Your objective:
Include in the output the line containing "drawn like (241,218)." and each subsequent line of the records, through the end, transcribed exactly. Add nothing else.

Provided information:

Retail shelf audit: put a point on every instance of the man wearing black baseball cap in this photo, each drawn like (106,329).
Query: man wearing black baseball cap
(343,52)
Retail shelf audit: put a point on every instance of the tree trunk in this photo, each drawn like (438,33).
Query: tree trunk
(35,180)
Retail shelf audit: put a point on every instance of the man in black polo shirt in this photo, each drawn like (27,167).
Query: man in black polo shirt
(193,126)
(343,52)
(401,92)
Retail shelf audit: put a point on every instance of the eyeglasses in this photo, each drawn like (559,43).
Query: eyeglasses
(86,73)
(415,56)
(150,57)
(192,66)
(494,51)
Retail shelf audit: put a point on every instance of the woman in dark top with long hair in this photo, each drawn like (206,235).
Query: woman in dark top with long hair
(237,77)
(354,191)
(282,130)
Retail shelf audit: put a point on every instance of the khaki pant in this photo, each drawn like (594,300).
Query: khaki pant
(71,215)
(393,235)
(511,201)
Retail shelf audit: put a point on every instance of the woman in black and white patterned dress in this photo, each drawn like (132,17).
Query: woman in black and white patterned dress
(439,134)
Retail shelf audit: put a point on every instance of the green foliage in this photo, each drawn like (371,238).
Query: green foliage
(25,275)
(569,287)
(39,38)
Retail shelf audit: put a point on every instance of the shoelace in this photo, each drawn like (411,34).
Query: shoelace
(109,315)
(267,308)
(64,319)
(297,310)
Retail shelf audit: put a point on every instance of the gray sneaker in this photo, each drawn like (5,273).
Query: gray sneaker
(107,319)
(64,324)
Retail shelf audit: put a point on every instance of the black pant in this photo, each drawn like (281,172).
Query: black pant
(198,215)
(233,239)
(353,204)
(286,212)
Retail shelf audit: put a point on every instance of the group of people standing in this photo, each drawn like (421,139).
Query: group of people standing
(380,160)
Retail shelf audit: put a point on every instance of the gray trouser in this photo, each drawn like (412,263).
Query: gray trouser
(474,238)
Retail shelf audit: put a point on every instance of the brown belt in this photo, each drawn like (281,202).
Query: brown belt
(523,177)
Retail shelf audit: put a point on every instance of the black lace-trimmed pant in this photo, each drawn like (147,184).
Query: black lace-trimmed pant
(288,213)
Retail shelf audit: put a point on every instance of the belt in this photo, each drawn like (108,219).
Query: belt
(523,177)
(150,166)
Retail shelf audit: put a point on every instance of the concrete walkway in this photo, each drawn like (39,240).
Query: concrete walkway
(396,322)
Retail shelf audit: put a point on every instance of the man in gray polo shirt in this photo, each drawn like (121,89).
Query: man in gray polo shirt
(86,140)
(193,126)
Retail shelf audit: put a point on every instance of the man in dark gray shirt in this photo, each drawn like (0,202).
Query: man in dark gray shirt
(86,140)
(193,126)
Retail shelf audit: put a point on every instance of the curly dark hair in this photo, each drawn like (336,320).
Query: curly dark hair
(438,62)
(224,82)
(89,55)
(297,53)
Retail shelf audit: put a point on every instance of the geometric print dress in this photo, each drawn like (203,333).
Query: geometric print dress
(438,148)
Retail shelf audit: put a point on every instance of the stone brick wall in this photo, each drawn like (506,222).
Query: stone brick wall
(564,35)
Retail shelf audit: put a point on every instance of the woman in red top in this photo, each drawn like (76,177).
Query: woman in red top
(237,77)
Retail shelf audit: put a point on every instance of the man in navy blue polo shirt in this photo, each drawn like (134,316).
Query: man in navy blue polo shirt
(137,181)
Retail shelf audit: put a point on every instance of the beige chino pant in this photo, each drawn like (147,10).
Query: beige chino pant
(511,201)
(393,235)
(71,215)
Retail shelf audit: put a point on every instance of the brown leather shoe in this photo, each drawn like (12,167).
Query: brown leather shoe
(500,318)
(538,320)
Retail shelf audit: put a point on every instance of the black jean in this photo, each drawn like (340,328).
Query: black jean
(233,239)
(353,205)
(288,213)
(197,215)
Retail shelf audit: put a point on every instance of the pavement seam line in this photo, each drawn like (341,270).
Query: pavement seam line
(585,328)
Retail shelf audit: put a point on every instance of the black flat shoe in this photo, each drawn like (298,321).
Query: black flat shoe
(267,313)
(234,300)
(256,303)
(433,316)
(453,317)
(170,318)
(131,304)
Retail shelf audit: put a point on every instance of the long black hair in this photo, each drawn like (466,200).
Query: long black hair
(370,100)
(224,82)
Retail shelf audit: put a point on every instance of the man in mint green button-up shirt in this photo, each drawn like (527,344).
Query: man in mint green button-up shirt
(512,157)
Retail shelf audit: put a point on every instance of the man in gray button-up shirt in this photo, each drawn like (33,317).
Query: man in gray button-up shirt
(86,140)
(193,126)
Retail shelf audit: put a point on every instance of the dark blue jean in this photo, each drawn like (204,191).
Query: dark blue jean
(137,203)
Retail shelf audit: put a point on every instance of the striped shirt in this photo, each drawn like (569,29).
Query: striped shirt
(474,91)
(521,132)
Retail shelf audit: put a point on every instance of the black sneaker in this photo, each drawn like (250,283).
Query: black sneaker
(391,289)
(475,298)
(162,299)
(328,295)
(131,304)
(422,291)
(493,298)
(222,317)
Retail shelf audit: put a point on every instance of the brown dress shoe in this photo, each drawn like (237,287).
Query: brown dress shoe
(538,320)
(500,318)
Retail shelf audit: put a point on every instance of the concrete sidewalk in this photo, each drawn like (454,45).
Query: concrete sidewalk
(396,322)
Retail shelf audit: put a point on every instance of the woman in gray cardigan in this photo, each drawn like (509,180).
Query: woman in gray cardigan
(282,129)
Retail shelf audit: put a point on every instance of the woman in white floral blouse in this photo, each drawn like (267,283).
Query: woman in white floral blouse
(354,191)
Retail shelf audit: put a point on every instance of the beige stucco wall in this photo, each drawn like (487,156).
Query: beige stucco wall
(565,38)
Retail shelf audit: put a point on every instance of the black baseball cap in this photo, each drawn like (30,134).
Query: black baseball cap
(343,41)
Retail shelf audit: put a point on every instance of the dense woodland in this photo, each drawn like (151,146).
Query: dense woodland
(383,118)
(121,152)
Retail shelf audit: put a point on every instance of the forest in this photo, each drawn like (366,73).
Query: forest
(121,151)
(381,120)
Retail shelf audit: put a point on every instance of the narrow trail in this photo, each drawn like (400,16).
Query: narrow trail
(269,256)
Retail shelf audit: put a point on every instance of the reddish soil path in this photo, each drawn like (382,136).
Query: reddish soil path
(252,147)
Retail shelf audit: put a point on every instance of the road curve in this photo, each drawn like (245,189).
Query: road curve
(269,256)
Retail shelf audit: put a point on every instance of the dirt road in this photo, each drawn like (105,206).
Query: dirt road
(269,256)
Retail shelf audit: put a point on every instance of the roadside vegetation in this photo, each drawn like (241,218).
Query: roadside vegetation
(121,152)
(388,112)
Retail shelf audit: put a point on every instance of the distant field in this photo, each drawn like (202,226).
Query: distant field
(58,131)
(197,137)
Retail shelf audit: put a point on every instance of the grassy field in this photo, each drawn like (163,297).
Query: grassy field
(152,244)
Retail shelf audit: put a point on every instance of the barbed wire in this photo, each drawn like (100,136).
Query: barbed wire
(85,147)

Solution to the exercise:
Retail shelf audit: put a point on every instance of the roadside vegetation in this photo, each drawn like (241,218).
Query: roadside vegetation
(121,152)
(388,112)
Retail shelf audit: put a point on every instance of the distant field in this photo, each drawn like (202,226).
Query: distant field
(58,131)
(197,137)
Retail shelf audit: put a point on every instance of the grassy field in this photo, each drawn like (163,297).
Query: grassy field
(152,244)
Retail shelf audit: put a point on every instance of the barbed wire in this photo, each drawn like (100,136).
Query: barbed wire
(85,147)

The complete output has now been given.